Material provided>

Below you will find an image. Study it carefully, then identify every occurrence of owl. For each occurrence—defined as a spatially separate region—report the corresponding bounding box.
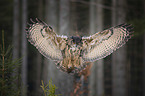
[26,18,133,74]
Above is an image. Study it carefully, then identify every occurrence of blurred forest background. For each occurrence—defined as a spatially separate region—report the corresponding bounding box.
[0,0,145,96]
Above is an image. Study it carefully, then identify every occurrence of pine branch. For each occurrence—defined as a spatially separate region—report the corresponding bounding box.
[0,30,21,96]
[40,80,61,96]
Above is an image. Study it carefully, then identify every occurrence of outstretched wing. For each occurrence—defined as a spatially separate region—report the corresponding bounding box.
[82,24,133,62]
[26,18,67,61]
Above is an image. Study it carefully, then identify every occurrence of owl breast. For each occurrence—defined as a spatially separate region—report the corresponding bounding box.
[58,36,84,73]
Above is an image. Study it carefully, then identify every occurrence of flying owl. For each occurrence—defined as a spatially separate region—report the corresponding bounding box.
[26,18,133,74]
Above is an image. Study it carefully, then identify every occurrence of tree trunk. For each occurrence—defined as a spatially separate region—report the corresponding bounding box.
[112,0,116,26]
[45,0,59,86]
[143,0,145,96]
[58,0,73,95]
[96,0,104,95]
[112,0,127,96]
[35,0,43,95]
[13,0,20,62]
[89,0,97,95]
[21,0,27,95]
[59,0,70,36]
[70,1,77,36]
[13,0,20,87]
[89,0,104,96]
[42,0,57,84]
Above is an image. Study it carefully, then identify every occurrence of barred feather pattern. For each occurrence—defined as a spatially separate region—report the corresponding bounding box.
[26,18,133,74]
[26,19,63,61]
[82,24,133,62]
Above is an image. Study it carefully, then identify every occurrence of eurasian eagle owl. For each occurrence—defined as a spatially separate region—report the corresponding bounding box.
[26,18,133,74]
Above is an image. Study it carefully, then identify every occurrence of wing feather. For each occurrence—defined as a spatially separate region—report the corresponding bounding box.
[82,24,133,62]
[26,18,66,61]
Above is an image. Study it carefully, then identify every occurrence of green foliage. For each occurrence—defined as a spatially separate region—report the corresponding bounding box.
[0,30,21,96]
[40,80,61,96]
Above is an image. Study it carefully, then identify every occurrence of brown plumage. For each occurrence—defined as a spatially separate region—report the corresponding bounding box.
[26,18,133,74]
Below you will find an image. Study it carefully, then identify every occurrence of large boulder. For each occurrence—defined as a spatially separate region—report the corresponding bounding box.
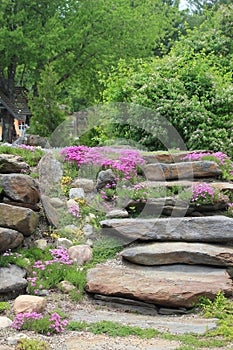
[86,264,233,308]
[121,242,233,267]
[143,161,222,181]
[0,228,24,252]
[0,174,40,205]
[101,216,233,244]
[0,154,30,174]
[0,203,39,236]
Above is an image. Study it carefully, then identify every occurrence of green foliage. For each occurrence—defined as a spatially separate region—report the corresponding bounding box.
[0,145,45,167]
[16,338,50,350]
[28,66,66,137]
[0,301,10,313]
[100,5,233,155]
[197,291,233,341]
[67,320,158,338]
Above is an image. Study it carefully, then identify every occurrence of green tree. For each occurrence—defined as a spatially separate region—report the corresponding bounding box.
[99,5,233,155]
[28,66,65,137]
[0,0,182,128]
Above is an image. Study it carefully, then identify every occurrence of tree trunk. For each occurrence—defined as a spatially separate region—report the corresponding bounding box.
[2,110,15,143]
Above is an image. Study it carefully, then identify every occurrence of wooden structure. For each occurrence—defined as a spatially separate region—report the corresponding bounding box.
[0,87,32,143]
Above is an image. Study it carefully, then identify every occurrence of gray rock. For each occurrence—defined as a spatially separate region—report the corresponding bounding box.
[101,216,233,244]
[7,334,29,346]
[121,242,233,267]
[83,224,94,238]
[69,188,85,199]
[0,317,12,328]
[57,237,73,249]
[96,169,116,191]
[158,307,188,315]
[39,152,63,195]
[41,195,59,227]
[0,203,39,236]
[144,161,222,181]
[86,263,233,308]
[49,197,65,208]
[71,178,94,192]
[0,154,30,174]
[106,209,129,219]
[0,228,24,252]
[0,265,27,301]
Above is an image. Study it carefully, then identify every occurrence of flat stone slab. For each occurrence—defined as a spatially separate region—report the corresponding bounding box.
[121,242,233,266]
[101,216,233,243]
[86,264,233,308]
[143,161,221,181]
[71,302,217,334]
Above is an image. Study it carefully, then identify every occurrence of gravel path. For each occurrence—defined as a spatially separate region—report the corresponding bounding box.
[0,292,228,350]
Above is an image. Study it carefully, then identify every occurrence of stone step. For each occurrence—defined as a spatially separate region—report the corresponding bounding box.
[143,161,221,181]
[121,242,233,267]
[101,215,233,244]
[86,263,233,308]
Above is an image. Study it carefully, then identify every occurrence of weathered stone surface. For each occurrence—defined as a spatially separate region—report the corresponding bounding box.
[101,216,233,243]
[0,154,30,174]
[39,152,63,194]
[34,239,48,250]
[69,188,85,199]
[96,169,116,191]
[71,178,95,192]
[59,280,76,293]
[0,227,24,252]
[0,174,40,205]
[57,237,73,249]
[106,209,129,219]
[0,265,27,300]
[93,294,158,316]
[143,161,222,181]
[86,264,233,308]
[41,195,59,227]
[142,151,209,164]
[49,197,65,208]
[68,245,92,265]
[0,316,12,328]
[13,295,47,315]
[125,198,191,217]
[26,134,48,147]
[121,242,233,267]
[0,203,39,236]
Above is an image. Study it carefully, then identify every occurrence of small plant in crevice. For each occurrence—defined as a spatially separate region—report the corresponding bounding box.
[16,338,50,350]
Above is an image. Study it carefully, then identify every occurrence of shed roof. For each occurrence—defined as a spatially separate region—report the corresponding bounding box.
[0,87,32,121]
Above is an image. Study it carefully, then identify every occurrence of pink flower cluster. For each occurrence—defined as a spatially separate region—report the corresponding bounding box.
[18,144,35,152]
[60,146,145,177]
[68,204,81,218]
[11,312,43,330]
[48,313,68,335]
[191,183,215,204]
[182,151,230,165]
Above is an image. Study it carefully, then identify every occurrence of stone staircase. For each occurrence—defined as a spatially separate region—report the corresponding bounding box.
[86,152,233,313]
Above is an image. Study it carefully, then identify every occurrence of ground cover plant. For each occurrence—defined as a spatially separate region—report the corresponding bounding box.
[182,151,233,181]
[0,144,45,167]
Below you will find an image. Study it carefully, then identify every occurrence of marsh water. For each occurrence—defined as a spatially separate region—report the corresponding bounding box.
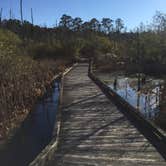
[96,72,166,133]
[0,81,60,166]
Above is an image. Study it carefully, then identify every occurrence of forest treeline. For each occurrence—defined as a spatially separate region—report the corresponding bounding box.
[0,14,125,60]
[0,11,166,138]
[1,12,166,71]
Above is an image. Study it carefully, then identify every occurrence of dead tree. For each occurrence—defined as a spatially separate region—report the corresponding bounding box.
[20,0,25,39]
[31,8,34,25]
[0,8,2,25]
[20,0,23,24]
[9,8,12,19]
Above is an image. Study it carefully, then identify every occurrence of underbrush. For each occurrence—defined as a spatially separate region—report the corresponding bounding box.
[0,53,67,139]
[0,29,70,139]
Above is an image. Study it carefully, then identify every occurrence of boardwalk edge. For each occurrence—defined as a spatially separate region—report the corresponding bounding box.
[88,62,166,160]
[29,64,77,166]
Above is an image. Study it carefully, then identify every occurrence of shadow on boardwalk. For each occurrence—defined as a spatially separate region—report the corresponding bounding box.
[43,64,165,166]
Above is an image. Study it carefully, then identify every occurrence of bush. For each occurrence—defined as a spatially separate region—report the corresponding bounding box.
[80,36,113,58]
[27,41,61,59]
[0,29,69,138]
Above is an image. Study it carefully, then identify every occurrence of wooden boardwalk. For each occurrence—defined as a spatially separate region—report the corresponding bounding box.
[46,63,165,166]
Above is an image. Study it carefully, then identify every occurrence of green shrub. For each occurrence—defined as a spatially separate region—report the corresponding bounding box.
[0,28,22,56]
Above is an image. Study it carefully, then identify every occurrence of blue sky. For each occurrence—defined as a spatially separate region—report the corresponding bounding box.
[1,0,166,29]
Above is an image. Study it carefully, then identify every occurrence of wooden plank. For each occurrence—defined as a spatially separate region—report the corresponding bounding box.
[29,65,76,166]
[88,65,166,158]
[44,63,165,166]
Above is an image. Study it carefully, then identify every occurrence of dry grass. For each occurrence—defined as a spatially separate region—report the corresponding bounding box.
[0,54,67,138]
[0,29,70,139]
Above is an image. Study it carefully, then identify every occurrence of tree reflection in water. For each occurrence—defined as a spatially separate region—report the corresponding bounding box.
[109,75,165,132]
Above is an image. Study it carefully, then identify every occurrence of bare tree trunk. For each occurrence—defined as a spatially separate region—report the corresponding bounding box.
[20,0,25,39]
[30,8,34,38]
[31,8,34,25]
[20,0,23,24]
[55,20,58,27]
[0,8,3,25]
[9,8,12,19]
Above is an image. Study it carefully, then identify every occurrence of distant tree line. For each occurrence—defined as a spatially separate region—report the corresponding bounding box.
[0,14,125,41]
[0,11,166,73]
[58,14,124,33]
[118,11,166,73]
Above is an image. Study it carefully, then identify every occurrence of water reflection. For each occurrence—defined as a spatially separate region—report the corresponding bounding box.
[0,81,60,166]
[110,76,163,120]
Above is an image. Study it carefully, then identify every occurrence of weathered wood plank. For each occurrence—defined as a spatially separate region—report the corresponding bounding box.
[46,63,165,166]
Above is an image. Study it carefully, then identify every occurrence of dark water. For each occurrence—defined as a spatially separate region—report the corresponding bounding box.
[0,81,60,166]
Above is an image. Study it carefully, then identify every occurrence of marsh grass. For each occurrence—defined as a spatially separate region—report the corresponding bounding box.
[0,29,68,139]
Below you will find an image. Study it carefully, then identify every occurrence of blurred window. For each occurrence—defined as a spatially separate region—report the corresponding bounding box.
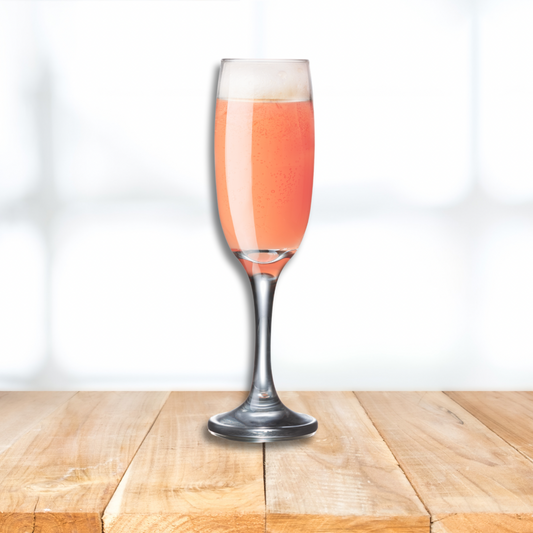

==

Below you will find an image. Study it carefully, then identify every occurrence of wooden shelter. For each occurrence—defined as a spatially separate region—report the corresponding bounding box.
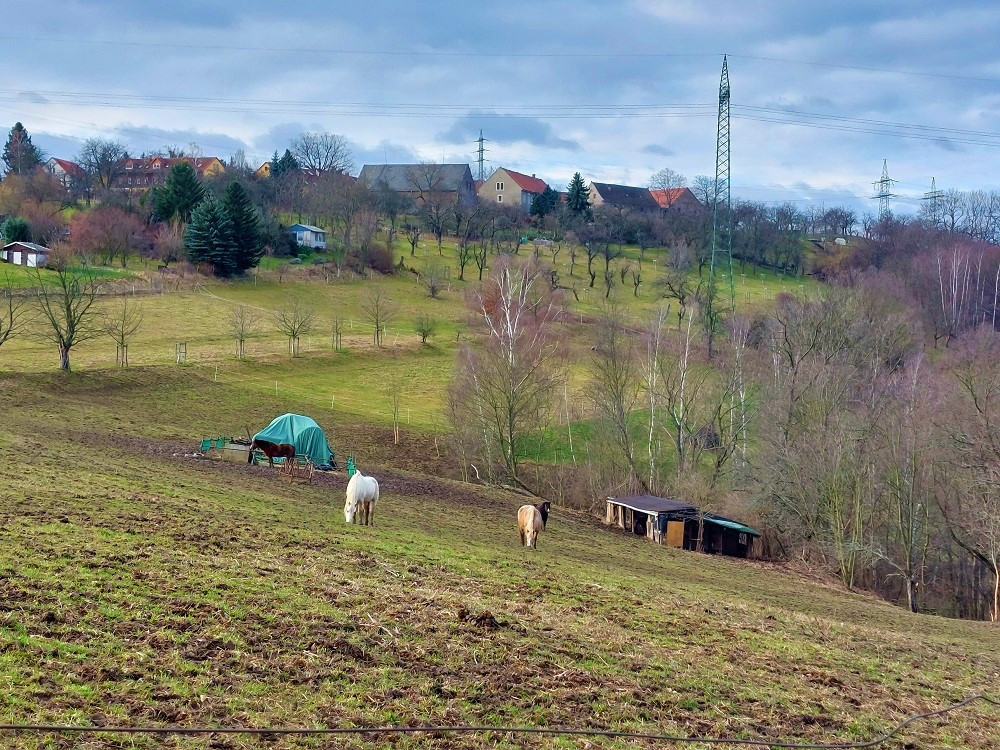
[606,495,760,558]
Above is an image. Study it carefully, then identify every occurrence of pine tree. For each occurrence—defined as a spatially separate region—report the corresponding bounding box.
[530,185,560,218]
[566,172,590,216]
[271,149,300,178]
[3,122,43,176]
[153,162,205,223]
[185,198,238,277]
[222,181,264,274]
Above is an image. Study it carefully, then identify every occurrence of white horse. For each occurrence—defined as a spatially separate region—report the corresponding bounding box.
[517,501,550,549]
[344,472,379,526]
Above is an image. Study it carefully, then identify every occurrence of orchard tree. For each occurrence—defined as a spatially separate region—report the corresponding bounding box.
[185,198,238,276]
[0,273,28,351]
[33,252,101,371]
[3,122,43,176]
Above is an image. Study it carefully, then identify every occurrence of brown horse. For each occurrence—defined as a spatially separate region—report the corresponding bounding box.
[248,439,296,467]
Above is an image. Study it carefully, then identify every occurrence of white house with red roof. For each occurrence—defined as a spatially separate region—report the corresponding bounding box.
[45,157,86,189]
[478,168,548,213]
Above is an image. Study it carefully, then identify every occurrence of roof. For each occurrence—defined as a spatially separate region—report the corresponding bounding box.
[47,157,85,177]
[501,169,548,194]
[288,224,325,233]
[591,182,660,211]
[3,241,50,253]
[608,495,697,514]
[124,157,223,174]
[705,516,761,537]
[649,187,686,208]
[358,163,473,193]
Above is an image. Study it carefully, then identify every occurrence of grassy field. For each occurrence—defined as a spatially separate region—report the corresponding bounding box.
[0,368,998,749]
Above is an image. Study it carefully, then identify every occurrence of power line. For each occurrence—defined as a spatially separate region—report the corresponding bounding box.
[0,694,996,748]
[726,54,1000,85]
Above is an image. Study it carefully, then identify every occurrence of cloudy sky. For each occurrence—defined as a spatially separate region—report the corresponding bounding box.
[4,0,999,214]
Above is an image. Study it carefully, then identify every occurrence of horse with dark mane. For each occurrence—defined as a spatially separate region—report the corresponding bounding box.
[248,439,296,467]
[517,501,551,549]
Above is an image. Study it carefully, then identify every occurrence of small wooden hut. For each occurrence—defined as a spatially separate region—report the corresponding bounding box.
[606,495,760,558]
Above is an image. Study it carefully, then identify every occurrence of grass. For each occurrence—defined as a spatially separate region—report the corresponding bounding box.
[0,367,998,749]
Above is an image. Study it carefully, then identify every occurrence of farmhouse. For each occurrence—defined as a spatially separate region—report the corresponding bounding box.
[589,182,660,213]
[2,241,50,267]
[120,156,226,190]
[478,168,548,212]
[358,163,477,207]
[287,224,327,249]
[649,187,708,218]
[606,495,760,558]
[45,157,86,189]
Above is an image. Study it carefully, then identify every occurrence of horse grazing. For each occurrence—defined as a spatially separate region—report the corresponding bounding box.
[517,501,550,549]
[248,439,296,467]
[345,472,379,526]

Your assignment>
In your answer, include only the lines above starting at the line that holds "occurrence of dark" and ending at the line that holds "of blurred window.", copied exactly.

Exercise answer>
Above is an image. Study it carefully, then identify every occurrence of dark water. For each occurrence—defined as a spatially separate region—report the corresponding bounding box.
[0,81,60,166]
Above is an image. Study it carefully, then identify every occurrence of marsh grass. For each occurrence—defined as a spatially separate region—report the corresponding bounding box.
[0,29,68,139]
Below you will find an image. Study it carefully, then identify every occurrence of blurred window. For each occurrence—defined as a spatially separate region—report the corresponding bounding box.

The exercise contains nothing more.